> Задание и требования
Пожалуйста, извлеките из записей ниже все строки, содержащие слово «water», с учетом регистра букв.

> Записи набора данных
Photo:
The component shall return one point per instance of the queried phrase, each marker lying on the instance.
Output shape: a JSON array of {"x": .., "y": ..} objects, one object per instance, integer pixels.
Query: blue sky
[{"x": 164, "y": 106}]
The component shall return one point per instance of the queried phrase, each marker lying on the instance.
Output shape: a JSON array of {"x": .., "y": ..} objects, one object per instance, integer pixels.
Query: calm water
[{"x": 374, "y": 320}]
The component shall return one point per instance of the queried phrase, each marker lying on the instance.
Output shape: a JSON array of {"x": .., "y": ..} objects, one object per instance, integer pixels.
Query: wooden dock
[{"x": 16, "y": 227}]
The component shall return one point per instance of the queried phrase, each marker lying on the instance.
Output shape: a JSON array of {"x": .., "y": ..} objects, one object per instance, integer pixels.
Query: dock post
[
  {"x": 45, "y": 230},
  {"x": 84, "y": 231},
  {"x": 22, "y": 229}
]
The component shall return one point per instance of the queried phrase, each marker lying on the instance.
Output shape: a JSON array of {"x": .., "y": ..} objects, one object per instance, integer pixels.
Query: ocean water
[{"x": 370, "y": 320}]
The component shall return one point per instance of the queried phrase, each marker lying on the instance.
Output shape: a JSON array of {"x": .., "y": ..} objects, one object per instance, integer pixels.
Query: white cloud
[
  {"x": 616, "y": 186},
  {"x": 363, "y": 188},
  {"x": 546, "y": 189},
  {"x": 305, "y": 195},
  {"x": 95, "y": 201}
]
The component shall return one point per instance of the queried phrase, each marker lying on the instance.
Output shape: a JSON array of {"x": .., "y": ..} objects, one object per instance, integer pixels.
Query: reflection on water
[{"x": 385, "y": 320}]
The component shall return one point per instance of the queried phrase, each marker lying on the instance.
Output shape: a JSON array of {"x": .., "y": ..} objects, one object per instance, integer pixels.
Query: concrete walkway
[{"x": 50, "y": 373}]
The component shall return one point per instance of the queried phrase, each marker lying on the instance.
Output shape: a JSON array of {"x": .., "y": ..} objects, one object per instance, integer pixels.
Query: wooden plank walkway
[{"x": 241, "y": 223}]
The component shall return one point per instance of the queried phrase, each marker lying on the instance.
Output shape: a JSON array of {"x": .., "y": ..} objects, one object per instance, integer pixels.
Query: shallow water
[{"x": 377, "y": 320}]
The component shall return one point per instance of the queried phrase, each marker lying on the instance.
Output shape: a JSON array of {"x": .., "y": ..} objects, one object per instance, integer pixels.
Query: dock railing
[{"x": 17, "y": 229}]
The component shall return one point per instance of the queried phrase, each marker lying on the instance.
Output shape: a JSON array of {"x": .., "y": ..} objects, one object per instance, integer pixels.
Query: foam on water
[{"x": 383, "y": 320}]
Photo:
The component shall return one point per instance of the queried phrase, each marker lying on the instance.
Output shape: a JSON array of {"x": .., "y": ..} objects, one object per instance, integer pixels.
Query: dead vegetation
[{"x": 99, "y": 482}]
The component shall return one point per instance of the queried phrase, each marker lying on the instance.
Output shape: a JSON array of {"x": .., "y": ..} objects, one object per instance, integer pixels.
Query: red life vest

> Итоговый результат
Query: calm water
Query: ocean water
Query: reflection on water
Query: shallow water
Query: foam on water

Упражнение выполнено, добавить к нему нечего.